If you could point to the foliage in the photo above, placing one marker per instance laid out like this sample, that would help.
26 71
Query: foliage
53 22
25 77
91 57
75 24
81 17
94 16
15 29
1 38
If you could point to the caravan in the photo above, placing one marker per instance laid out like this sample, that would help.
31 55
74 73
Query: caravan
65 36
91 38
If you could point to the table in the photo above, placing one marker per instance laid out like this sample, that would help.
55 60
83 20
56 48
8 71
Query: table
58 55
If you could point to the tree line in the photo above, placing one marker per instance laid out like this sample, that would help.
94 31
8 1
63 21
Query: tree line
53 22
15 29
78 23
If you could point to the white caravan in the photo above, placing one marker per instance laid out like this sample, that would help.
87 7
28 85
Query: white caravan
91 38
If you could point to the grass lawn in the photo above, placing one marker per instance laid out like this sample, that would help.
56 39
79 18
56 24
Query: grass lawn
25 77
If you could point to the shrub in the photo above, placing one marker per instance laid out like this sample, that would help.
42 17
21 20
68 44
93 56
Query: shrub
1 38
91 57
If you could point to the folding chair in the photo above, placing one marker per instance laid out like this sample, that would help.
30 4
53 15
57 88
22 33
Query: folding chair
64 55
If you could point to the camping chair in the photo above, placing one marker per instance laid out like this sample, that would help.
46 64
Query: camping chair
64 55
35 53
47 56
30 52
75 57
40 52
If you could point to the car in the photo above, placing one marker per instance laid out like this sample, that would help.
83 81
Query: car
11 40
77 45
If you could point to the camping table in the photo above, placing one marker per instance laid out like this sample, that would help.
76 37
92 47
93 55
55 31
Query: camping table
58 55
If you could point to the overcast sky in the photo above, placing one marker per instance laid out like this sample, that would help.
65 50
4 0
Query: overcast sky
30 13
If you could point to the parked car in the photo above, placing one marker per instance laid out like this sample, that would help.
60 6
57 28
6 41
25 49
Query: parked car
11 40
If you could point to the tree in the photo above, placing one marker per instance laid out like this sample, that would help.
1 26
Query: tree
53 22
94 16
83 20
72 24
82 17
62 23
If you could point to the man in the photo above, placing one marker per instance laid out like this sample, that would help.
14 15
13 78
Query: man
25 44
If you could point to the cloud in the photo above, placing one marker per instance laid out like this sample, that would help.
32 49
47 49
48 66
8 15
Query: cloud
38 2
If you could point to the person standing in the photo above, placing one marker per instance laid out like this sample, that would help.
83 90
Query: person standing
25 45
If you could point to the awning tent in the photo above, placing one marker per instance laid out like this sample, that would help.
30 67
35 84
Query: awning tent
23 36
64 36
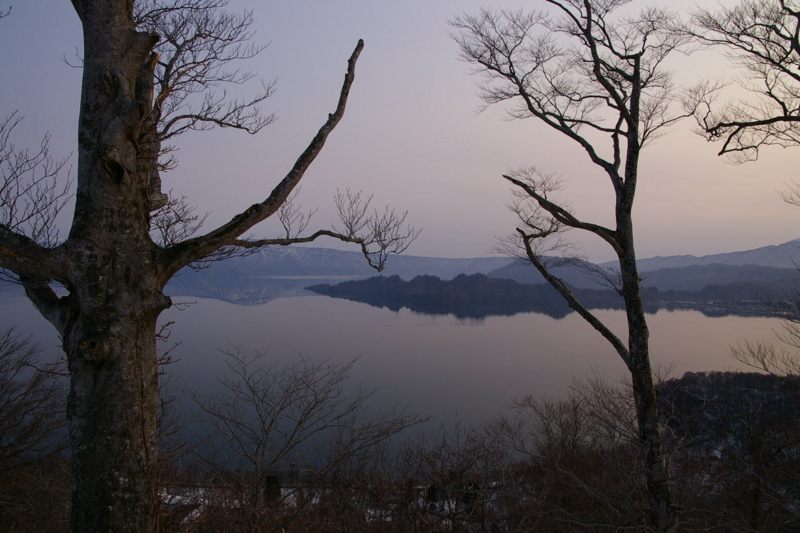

> _TASK PROMPT_: Begin at the line that contains "If you could point to the person" and stop after the final line, then write out every line in that span, that line included, shifting each coordinate in the answer pairs by -100 while keeping all other lines and their sample pairs unchanged. Leave the pictures out of your answer.

> _SOLUTION FOR THIS PROBLEM_:
If you could point to the person standing in the photo above, placing one marker per instance laid out like this sample, that would help.
83 90
Query: person standing
-75 -55
If you could point to the awning tent in the photo above, placing one marker per instance laid out like this sample, that would help.
30 67
35 84
Query: awning tent
-77 -64
-36 -64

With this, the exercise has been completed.